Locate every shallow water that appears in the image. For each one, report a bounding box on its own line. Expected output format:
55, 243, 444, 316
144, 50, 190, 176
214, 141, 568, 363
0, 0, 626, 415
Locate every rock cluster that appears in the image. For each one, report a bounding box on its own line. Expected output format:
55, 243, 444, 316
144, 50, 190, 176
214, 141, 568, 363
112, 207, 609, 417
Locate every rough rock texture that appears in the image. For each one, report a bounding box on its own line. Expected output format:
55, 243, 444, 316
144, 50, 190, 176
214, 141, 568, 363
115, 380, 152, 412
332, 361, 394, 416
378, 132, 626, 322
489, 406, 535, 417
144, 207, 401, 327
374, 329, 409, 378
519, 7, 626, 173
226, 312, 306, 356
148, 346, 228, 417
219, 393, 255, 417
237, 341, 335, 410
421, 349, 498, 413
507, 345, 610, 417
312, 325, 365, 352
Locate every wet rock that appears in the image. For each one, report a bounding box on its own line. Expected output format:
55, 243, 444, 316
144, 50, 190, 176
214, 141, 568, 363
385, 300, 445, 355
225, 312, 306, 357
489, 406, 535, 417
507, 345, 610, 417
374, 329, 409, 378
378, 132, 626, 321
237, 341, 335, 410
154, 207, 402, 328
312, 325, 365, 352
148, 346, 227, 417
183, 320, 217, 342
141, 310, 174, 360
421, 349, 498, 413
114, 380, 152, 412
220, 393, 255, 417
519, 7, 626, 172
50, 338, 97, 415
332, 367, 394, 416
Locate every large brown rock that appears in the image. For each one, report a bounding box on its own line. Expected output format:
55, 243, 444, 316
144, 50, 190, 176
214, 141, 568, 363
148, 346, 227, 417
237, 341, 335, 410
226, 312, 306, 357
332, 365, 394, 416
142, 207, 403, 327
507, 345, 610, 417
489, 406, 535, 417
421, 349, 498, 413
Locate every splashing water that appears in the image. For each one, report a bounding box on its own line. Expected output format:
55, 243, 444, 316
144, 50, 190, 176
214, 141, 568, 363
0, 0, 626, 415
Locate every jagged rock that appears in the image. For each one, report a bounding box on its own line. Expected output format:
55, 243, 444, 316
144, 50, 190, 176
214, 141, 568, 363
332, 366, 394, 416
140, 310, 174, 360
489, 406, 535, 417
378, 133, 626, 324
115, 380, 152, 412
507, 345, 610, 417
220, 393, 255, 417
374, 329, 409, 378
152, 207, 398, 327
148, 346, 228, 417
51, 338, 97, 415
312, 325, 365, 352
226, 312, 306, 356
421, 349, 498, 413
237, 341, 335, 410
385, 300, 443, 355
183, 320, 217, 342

• _Task instructions_
Report how many lines in the records above contain the word "rock", giving only the number.

• _The result_
5